## REQUIREMENTS
Rewrite the data below, changing every occurrence of "railing" to "handrail" and leaving all other text unchanged.

[Lines of data]
* * * * * * *

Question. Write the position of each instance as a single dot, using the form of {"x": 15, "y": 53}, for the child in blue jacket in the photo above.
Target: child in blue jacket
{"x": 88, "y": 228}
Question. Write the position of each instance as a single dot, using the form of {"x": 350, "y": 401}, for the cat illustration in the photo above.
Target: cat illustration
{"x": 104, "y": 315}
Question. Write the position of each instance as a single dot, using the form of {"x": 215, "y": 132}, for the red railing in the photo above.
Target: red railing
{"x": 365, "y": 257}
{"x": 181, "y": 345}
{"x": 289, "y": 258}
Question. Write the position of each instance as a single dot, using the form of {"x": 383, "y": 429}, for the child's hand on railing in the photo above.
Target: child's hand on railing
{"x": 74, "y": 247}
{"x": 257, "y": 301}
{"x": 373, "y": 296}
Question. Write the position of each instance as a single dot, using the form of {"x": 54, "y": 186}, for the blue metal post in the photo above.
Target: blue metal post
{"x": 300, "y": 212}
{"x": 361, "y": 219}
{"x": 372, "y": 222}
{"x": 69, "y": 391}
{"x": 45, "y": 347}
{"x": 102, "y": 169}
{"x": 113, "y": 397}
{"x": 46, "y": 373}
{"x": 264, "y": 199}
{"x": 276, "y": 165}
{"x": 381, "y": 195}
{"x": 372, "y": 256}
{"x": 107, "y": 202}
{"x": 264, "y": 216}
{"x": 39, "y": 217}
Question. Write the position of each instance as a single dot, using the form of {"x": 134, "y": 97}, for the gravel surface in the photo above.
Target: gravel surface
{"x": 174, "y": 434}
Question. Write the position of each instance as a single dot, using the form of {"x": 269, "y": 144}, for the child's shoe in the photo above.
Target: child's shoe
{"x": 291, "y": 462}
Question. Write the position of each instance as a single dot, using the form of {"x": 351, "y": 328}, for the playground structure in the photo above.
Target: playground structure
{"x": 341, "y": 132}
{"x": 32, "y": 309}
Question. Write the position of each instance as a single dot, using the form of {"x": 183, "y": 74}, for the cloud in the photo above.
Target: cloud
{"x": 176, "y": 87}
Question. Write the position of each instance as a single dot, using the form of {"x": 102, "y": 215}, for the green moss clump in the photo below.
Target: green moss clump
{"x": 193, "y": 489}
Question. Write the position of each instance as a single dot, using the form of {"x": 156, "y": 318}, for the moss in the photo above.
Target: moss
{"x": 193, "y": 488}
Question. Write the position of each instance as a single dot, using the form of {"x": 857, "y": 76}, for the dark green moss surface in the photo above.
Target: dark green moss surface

* * * * * * *

## TASK OUTPUT
Question. Write the position of each instance as a single dot, using the form of {"x": 15, "y": 53}, for the child in blue jacket in the photo above.
Target: child in blue jacket
{"x": 88, "y": 228}
Question. Write the position of each instance as a single dot, using the form of {"x": 350, "y": 401}, for the cat illustration in the photo above.
Target: cat illustration
{"x": 104, "y": 315}
Question. Write the position of each instance as a single dot, using the form of {"x": 215, "y": 132}, for the red handrail in the photo above.
Target: red handrail
{"x": 365, "y": 257}
{"x": 181, "y": 345}
{"x": 289, "y": 258}
Question. Write the position of each instance as a single dot, using the form of {"x": 383, "y": 429}, for the child's hand on handrail in the photo above.
Target: child's hand on handrail
{"x": 74, "y": 247}
{"x": 257, "y": 301}
{"x": 373, "y": 296}
Question. Write the position of each instance as a single dot, using the form of {"x": 54, "y": 186}, for the blue metal post in the photo above.
Target: blue metal post
{"x": 300, "y": 212}
{"x": 361, "y": 219}
{"x": 372, "y": 222}
{"x": 69, "y": 391}
{"x": 45, "y": 347}
{"x": 102, "y": 169}
{"x": 113, "y": 397}
{"x": 46, "y": 373}
{"x": 264, "y": 199}
{"x": 276, "y": 165}
{"x": 381, "y": 195}
{"x": 372, "y": 256}
{"x": 107, "y": 202}
{"x": 264, "y": 216}
{"x": 39, "y": 217}
Question. Write the position of each instance as a single dot, using the form of {"x": 134, "y": 97}, for the gravel surface in the photo above.
Target: gravel surface
{"x": 174, "y": 434}
Question. Write the position of each instance as a single dot, using the form of {"x": 269, "y": 144}, for the child's shoe in the photo above.
Target: child's shoe
{"x": 291, "y": 462}
Question. Write the position of each instance as a single dot, using the form of {"x": 351, "y": 328}, for the playground structure in the photo above.
Target: playground structure
{"x": 341, "y": 132}
{"x": 32, "y": 309}
Question. Write the position of each instance as a single dot, using the form of {"x": 183, "y": 74}, for the cloud in the photo above.
Target: cloud
{"x": 176, "y": 87}
Question. Write the position of each instance as a single dot, using the form of {"x": 102, "y": 215}, for the green moss clump in the photo below.
Target: green moss clump
{"x": 193, "y": 489}
Question. Write the position of each instance as a single dot, using the form of {"x": 156, "y": 318}, for the moss in the photo above.
Target: moss
{"x": 193, "y": 488}
Question. Write the position of each instance as a single dot, using the form of {"x": 857, "y": 76}, for the dark green moss surface in the photo above.
Target: dark green moss surface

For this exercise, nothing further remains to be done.